##### RECORDS SUPPLIED
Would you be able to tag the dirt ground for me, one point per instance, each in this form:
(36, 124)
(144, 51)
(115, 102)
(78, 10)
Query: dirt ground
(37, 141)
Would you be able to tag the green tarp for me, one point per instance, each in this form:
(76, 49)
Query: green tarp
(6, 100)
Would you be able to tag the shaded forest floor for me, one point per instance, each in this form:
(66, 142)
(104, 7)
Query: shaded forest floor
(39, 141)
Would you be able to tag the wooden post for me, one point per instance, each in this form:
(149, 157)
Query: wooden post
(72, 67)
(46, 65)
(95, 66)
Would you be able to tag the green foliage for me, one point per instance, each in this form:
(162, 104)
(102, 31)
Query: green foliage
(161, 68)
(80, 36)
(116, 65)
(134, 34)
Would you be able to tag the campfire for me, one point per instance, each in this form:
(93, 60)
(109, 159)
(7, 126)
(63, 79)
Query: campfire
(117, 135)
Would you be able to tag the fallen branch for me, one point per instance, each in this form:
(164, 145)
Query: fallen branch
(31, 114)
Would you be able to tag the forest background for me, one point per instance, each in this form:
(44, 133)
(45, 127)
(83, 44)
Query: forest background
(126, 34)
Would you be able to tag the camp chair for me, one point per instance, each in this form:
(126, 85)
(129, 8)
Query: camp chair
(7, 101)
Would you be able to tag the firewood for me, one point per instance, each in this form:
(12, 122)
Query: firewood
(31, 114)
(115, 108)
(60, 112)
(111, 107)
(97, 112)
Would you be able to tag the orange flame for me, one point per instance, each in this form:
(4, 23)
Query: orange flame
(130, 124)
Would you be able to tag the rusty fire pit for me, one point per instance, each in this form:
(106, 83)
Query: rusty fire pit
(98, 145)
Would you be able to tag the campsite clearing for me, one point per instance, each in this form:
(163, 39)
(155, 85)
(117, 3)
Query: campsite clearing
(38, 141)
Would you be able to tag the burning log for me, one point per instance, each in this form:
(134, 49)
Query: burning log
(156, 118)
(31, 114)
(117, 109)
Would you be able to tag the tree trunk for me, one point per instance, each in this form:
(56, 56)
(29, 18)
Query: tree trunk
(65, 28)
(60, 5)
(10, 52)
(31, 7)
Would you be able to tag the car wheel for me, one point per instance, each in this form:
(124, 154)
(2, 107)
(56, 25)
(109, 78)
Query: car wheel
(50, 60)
##########
▶ **REQUIREMENTS**:
Reproduce every line of the material above word for word.

▶ **RESULT OF THIS EXERCISE**:
Would you be able to tag the dirt ground for me, one point per instance, each in this form:
(36, 124)
(144, 51)
(115, 102)
(78, 10)
Query: dirt ground
(37, 141)
Would you be able to tag the green tarp for me, one point per instance, each in this form:
(76, 49)
Query: green tarp
(6, 100)
Would you be able to tag the shaded forest floor for me, one point per instance, each in this form:
(66, 142)
(104, 7)
Query: shaded forest floor
(39, 141)
Would you be able to tag the wooden post for me, one point per instance, each in this form:
(149, 157)
Query: wooden post
(72, 67)
(46, 65)
(95, 66)
Would you be able to tag the green foliage for me, one point per instance, each in this form:
(162, 104)
(102, 31)
Query: green foliage
(161, 68)
(80, 36)
(116, 65)
(134, 34)
Would you be able to tag the campfire for me, one point per instance, each in this form:
(93, 60)
(109, 159)
(7, 126)
(63, 79)
Query: campfire
(117, 135)
Would you be able to tag the fallen branch for me, one point per instance, each in this form:
(164, 145)
Query: fallen branch
(31, 114)
Would you be able to tag the forest background for me, one point per instance, each in this form:
(44, 133)
(45, 127)
(83, 44)
Query: forest background
(126, 34)
Would you be able to tag the camp chair for me, one point per instance, each in this form:
(126, 85)
(129, 8)
Query: camp chair
(7, 101)
Would you be able to tag the firewood for me, one point per instance, each in this form:
(12, 122)
Query: firewood
(31, 114)
(115, 108)
(60, 112)
(111, 107)
(97, 112)
Would you be able to tag the orange flame for me, one point per instance, each in this form:
(4, 23)
Query: orange flame
(130, 124)
Would you be able to tag the rusty fire pit for me, one point per instance, each in this form:
(106, 83)
Query: rusty fire pit
(98, 145)
Would you be able to tag the campsite clearing for me, one point per instance, each in this form:
(163, 39)
(155, 85)
(117, 3)
Query: campsite clearing
(38, 141)
Would you be able to tag the burning log for me, one point per instance, each in this form:
(134, 49)
Query: burning log
(156, 118)
(31, 114)
(117, 109)
Would you be able to tag the tree trunk for me, one point per instance, each in this form:
(56, 56)
(29, 18)
Query: tree trunk
(65, 28)
(60, 5)
(10, 52)
(31, 7)
Would you be able to tag the car wheel for me, one point per instance, each in this form:
(124, 154)
(2, 107)
(56, 25)
(109, 78)
Query: car wheel
(50, 60)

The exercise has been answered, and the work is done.